Exercise goal:
Quote every line as given.

Data rows:

begin

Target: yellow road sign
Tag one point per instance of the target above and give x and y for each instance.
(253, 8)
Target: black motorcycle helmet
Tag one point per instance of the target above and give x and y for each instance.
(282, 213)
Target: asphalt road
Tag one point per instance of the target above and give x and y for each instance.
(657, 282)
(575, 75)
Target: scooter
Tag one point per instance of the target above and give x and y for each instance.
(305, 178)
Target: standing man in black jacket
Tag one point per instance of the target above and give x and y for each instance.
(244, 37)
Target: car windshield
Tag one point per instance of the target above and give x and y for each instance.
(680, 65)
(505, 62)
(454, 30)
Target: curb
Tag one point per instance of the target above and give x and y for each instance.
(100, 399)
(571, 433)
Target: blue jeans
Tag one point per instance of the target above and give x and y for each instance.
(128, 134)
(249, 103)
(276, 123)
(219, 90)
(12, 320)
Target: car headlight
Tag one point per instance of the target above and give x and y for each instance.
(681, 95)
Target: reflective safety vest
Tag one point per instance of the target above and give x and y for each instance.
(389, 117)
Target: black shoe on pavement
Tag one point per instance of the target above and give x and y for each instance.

end

Response:
Target: yellow road sign
Tag one point per instance of the target above and give x and y for each instance.
(253, 8)
Target: black motorcycle helmet
Tag one point per instance of the target above and give x and y for each instance.
(282, 213)
Target: asphalt road
Tag one point per instance of the target above and give x and y for each instance.
(657, 282)
(575, 75)
Target: scooter
Tag one point per instance of the target above and give x and y for each instance.
(305, 178)
Target: standing man in black jacket
Tag one point per instance of the target above and give x and y for each instance.
(244, 37)
Target: car windshield
Tag one point per instance of the target above and give x and y for each instance.
(680, 65)
(505, 62)
(454, 30)
Target: curb
Tag one point per instance of the target above and give x and y for each instance.
(100, 399)
(571, 433)
Target: blue jeans
Tag one point per instance of the target above and give x and y for each instance.
(128, 134)
(249, 103)
(276, 123)
(219, 90)
(12, 320)
Target: car headlight
Tag one point per instance of the target above and give x and y for each instance.
(681, 95)
Target: reflective safety vest
Tag one point per instance of the target above and give x and y for each instance.
(389, 117)
Target: black shoe on pavement
Tag one point per instance of the target above and give x and y for each instance.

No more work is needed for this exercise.